§ ESTRATTO DEL DOCUMENTO:
────────────────────

CALTAGIRONE SEMBRA CHE SIA DIVENTATO IL VERO SINDACO DI ROMA MENTRE QUELLO ELETTO, MARINO, ASSOMIGLIA A UN SUO OSSEQUIOSO VICE

Con due mosse di sapore clientelare il sindaco di Roma, Ignazio Marino, ha salvato, per ora, la sua poltrona, ma non la faccia. Anzi, con una terza mossa, la stangata fiscale con cui ha colpito le famiglie e le imprese della Capitale, ha fatto dei contribuenti romani i più tartassati d’Italia: in media, 918 euro tra addizionale Irpef, Tari e Tasi, contro i 478 del resto d’Italia. Un record odioso, per cui il sindaco Marino viene contestato perfino da larghi settori della sua parte politica (il Pd), con i sindacati dei 24 mila dipendenti comunali pronti a uno sciopero generale. Ma andiamo con ordine.

────────────────────

§ DATI IN INGRESSO:
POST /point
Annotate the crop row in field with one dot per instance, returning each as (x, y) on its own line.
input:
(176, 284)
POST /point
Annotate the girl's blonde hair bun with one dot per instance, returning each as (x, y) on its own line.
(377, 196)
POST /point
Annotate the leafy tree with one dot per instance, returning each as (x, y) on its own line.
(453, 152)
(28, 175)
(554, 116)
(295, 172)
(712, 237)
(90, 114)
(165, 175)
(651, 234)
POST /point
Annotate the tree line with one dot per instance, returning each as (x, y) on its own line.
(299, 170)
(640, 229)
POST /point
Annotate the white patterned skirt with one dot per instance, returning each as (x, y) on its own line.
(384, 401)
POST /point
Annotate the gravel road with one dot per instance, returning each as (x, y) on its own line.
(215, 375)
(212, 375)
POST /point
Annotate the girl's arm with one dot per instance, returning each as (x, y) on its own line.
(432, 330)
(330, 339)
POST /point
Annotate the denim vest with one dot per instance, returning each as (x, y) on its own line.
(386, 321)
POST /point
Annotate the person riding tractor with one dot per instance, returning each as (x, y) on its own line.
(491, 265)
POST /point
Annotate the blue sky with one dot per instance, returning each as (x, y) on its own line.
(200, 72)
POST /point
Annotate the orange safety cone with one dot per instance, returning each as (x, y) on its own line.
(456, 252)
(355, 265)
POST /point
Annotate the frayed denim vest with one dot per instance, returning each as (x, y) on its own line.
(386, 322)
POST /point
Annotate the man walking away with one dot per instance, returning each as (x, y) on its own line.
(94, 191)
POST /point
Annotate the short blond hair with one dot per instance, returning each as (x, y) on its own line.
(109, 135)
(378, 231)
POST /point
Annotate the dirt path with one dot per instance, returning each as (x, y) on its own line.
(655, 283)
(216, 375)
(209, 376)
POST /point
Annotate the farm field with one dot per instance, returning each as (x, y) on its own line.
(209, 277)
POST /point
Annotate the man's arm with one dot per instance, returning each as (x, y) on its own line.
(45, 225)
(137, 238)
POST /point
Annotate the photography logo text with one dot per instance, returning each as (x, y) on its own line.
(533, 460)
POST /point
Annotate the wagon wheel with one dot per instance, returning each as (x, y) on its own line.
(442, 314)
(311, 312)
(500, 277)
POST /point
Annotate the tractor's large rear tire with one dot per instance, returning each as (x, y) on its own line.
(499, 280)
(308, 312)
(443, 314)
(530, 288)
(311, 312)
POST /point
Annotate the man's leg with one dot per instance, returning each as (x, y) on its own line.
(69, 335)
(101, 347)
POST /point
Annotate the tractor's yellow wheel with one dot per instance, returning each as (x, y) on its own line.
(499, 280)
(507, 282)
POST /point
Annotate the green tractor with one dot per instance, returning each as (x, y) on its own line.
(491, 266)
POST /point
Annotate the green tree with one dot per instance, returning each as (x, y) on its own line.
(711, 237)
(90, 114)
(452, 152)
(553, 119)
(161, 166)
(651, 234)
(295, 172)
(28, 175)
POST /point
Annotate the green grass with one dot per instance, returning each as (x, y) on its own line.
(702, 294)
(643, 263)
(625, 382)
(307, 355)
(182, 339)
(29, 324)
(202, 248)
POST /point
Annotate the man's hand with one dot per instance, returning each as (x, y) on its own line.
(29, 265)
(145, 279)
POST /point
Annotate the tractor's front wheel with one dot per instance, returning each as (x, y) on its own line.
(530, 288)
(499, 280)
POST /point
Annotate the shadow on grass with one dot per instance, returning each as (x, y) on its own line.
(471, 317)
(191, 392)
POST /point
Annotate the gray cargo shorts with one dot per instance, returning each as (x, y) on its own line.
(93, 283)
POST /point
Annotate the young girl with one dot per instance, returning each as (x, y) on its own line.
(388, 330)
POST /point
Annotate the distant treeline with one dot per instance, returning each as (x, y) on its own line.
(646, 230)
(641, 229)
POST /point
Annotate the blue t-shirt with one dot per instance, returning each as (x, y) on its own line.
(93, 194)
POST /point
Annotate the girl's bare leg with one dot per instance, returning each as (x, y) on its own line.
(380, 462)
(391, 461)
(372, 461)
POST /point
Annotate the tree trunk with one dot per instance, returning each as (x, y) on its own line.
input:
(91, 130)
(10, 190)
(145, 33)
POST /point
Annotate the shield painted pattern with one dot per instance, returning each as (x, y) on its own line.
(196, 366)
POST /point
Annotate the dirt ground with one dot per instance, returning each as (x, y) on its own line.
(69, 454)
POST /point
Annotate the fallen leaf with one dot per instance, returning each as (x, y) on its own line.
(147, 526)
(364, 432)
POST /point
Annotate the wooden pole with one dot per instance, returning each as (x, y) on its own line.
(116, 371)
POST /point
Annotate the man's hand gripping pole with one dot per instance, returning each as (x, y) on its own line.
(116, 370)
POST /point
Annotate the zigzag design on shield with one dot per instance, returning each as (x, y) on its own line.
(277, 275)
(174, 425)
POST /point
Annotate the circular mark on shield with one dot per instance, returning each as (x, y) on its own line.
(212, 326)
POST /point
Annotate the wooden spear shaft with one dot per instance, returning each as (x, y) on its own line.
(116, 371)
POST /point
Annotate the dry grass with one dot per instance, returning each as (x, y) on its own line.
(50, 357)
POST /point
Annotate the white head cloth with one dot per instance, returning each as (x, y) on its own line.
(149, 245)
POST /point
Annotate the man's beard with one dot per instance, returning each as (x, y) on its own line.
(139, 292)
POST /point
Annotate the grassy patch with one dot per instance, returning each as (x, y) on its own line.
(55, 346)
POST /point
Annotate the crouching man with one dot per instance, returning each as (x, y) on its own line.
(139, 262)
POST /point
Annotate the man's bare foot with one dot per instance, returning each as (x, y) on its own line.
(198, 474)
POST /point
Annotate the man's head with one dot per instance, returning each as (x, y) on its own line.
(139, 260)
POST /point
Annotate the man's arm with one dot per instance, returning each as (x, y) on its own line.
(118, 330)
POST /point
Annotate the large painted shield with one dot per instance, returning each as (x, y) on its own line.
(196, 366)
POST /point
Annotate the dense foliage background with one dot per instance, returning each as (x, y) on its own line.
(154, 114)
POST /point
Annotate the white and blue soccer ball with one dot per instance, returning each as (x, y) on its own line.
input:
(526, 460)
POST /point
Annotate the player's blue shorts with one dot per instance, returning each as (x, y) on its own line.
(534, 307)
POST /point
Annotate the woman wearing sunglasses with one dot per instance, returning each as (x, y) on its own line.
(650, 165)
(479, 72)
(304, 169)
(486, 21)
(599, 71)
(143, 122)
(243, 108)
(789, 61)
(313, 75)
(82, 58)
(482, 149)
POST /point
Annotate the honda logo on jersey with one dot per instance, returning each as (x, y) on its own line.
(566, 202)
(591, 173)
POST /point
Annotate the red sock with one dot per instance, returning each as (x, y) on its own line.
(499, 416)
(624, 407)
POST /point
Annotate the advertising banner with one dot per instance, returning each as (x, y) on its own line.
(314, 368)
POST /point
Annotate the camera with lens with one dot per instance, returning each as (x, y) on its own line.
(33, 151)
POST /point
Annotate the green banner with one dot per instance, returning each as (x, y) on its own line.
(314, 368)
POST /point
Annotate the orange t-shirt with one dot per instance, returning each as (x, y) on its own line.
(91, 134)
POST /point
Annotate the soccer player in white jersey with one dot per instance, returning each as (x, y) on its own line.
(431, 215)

────────────────────

§ ISTRUZIONI:
A - Riporta ogni riga delle voci in cui compare la parola "banner".
B - Per favore, scrivi il seguito dell'articolo sul sindaco Marino a partire dall'ultima frase riportata.
Le voci non hanno alcun legame con l'articolo sul sindaco Marino.

§ RISPOSTE:
A -
Annotate the advertising banner with one dot per instance, returning each as (x, y) on its own line.
Annotate the green banner with one dot per instance, returning each as (x, y) on its own line.

B -
Prima mossa: nei giorni scorsi, Marino ha incontrato il costruttore Francesco Gaetano Caltagirone, che finora l’aveva criticato duramente, in perfetta sintonia con il Messaggero, quotidiano di sua proprietà, il più diffuso nella capitale. Per capire come sia andato l’incontro, è bastato leggere l’intervista che il sindaco ha concesso domenica 4 maggio alle pagine romane del Corriere della sera, fitta di elogi per il costruttore: «Nei nostri dialoghi ho scoperto una persona con una storia da rispettare sia per l’impegno lavorativo da quand’era ragazzo, sia perché è determinato, rigoroso». Più avanti: «Dopo Acea e Metro C, visto che ora c’è dialogo, vorrei coinvolgerlo in un importante progetto culturale, filantropicamente parlando». In attesa di fare il filantropo, Caltagirone non ha perso l’occasione per continuare a fare ciò che gli è sempre riuscito meglio: gli affari. La conferma è arrivata a stretto giro di posta con le prime indicazioni del Comune sul rinnovo del vertice dell’Acea, la municipalizzata quotata in Borsa (elettricità, gas, acqua) di cui Caltagirone è il primo azionista privato con il 16,4% (il Comune ha il 51%, la francese Gdf-Suez il 12,5%, il resto sul mercato).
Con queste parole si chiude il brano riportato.